How to complete this task: Copy out the data in full and exactly, passing over the pictures.

---------- Entries supplied

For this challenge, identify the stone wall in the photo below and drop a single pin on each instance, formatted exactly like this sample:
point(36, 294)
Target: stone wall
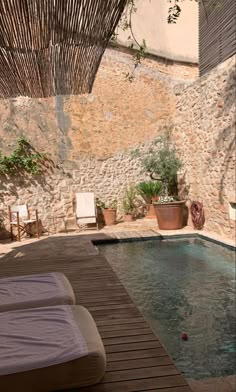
point(205, 135)
point(117, 115)
point(91, 137)
point(53, 193)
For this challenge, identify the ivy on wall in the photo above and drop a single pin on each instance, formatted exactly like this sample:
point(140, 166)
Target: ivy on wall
point(140, 47)
point(23, 159)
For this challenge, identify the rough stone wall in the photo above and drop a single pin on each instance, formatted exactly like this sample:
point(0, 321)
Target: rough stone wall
point(205, 135)
point(117, 115)
point(90, 137)
point(53, 193)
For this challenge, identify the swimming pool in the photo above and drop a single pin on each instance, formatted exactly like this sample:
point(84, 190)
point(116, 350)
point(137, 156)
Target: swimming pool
point(183, 285)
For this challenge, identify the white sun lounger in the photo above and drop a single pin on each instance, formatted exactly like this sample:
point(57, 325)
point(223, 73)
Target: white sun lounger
point(31, 291)
point(86, 212)
point(49, 349)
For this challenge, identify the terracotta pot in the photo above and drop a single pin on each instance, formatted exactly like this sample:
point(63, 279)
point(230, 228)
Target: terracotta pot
point(155, 199)
point(128, 218)
point(109, 215)
point(170, 216)
point(150, 211)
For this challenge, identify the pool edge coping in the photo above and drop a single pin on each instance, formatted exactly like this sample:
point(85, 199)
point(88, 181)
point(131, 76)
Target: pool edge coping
point(160, 237)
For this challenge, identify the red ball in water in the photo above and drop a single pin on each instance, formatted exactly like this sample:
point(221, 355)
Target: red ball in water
point(184, 336)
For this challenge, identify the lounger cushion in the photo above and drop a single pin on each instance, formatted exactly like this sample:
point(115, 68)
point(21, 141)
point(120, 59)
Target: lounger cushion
point(49, 349)
point(33, 291)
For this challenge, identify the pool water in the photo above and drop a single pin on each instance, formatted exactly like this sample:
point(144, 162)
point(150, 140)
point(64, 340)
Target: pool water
point(183, 286)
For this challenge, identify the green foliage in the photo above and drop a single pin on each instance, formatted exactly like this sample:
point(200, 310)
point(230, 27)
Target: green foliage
point(23, 158)
point(129, 200)
point(109, 204)
point(1, 223)
point(149, 189)
point(162, 163)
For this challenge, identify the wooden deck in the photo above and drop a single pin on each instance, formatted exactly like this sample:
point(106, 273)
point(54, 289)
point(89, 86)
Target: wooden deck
point(136, 360)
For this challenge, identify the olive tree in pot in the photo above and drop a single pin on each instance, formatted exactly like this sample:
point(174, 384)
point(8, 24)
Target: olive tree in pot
point(129, 205)
point(109, 211)
point(163, 164)
point(150, 191)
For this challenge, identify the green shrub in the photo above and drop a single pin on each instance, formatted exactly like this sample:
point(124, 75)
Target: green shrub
point(129, 205)
point(149, 189)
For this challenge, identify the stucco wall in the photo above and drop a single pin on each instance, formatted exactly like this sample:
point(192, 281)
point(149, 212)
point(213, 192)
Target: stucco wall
point(173, 41)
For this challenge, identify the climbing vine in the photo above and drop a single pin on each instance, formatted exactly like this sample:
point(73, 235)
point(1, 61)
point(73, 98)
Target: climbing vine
point(24, 158)
point(140, 48)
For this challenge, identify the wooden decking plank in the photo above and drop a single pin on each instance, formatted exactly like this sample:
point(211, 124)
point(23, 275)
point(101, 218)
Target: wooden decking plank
point(132, 346)
point(148, 372)
point(113, 307)
point(139, 385)
point(136, 360)
point(124, 332)
point(128, 320)
point(137, 363)
point(172, 389)
point(120, 327)
point(154, 353)
point(129, 339)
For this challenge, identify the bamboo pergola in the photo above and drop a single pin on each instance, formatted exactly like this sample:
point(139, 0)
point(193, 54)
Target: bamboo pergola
point(53, 47)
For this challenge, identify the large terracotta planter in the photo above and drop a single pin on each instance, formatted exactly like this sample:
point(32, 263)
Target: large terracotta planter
point(128, 218)
point(109, 215)
point(170, 216)
point(150, 211)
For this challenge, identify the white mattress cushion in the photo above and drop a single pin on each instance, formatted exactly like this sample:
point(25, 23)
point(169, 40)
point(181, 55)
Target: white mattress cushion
point(35, 290)
point(37, 338)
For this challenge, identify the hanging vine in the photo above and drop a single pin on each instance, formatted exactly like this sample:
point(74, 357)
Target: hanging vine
point(24, 158)
point(140, 48)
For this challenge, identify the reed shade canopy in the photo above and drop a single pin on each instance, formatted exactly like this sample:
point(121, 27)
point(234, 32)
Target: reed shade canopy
point(53, 47)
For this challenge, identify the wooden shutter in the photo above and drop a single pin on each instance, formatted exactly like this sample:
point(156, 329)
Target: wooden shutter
point(217, 33)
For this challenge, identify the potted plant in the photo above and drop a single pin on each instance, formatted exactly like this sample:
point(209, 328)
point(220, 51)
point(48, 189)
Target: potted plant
point(162, 163)
point(129, 206)
point(109, 211)
point(150, 191)
point(3, 232)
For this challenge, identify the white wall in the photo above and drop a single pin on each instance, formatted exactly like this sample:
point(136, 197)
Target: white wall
point(173, 41)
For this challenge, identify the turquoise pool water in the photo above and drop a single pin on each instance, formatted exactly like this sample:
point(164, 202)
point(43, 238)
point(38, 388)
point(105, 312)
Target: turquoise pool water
point(183, 285)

--------------------

Response area:
For this challenge, identify the stone wall in the photo below and drop a single pin on each instance, formatted exactly like this sample:
point(36, 294)
Target: stone wall
point(205, 135)
point(117, 115)
point(91, 137)
point(53, 193)
For this challenge, identify the ivy on wall in the photo above and drop a single pin on each instance, formatted exactly like this sample:
point(140, 166)
Target: ivy on wall
point(140, 47)
point(23, 159)
For this challenge, identify the rough stone wall in the photo above and drop a single pin on each instance, formatted exactly like this sample:
point(0, 321)
Target: rough stone wall
point(205, 135)
point(117, 115)
point(90, 137)
point(53, 193)
For this challenge, identify the swimming pool in the photo above and drop a single pin on each instance, formatted exactly like this sample:
point(84, 190)
point(116, 350)
point(137, 156)
Target: swimming pool
point(183, 285)
For this challenge, identify the white sun lounger in the photo above and drop a single pin on each instance, formatted exactly like this sample:
point(57, 325)
point(223, 73)
Target: white sun lounger
point(31, 291)
point(86, 212)
point(49, 349)
For this challenge, identify the terracotta pot in the photo above and drop a single pin on each instance, formatted exactly like this sample:
point(63, 279)
point(230, 228)
Target: terracotta pot
point(155, 199)
point(128, 218)
point(109, 215)
point(170, 216)
point(150, 211)
For this challenge, identify the pool edge coping in the photo above and drop a single pin on each instance, formatted exactly like this sample:
point(85, 199)
point(88, 181)
point(131, 76)
Target: pool edge coping
point(160, 237)
For this challenge, identify the red ball in water in the photo above and drop a single pin on each instance, formatted exactly like this sample:
point(221, 355)
Target: red ball in water
point(184, 336)
For this challenge, identify the lounger cushion in the photo above and drop a single pin on each instance, formatted exactly like this sample:
point(115, 68)
point(21, 141)
point(120, 59)
Target: lounger cushion
point(49, 349)
point(33, 291)
For this challenge, identify the pool water in the photo above and drop a single pin on each instance, formatted exactly like this sample:
point(144, 162)
point(150, 140)
point(64, 340)
Target: pool water
point(183, 286)
For this challenge, identify the green foliage in the photo above and drop a single pin on each instance, formatted exactly like this sample:
point(200, 310)
point(230, 27)
Target: green foliage
point(23, 158)
point(129, 200)
point(109, 204)
point(1, 223)
point(149, 189)
point(162, 163)
For this challenge, identify the wooden deck in the photo above and drop a single pin on each instance, formatted exactly like this sample:
point(106, 273)
point(54, 289)
point(89, 86)
Target: wooden deck
point(136, 360)
For this challenge, identify the olive tree in pot in the photo above and drop a single pin on each instance, formatted exactly like this sample:
point(174, 384)
point(8, 24)
Target: olive tree in pot
point(129, 205)
point(109, 211)
point(163, 164)
point(150, 191)
For this challenge, identify the green shrub in the photo above and drop a single pin on each instance, formatted exactly like this sample:
point(124, 75)
Target: green shrub
point(129, 205)
point(149, 189)
For this challenge, identify the stucco wall in the photo above and drop a single pin on each instance, formatted exactly like this sample:
point(192, 281)
point(149, 212)
point(213, 192)
Target: stucco wall
point(173, 41)
For this challenge, identify the climbing vine in the photo above and drop a single pin on each instance, formatted exactly like this sample:
point(73, 235)
point(1, 61)
point(73, 98)
Target: climbing vine
point(24, 158)
point(140, 48)
For this challenge, identify the wooden decking plank in the photo above and drop a single pin on each instance, formatted exactly like this sample:
point(211, 124)
point(23, 275)
point(101, 218)
Target: wooden decking plank
point(132, 346)
point(148, 372)
point(113, 307)
point(139, 385)
point(136, 360)
point(124, 332)
point(128, 320)
point(137, 363)
point(172, 389)
point(120, 327)
point(154, 353)
point(129, 339)
For this challenge, identify the bamboo pergola in the photo above and drop a single pin on each instance, formatted exactly like this sample:
point(139, 0)
point(193, 54)
Target: bamboo pergola
point(53, 47)
For this challenge, identify the large terracotta planter in the photo above and drop a single pin on each instance, formatted exactly like this sample:
point(32, 263)
Target: large terracotta planter
point(128, 218)
point(109, 215)
point(170, 216)
point(150, 211)
For this challenge, identify the white mattress cushion in the photo above and drop a single pin on each instance, formatted exactly like this sample:
point(25, 23)
point(169, 40)
point(181, 55)
Target: white mattress cushion
point(35, 290)
point(37, 338)
For this challenge, identify the hanging vine in the photo above and drop a single pin on each instance, formatted exactly like this sample:
point(74, 357)
Target: hanging vine
point(24, 158)
point(140, 48)
For this challenge, identify the reed shade canopy in the photo above and drop a single pin on each instance, formatted exactly like this sample:
point(121, 27)
point(234, 32)
Target: reed shade canopy
point(53, 47)
For this challenge, identify the wooden shutter in the photo above and drop a single pin on each instance, formatted exactly like this sample:
point(156, 329)
Target: wooden shutter
point(217, 33)
For this challenge, identify the potted plant in the photo above and drop a single pin on each instance, formatted exactly like this sample:
point(209, 328)
point(220, 51)
point(48, 189)
Target: potted plant
point(162, 163)
point(129, 206)
point(109, 211)
point(150, 191)
point(3, 232)
For this challenge, identify the white wall in the photo above and drop a single pin on each instance, formatted exactly like this sample:
point(136, 197)
Target: white wall
point(173, 41)
For this challenge, identify the turquoise pool water in the photo above and drop a single pin on each instance, formatted exactly like this sample:
point(164, 202)
point(43, 238)
point(38, 388)
point(105, 312)
Target: turquoise pool water
point(183, 285)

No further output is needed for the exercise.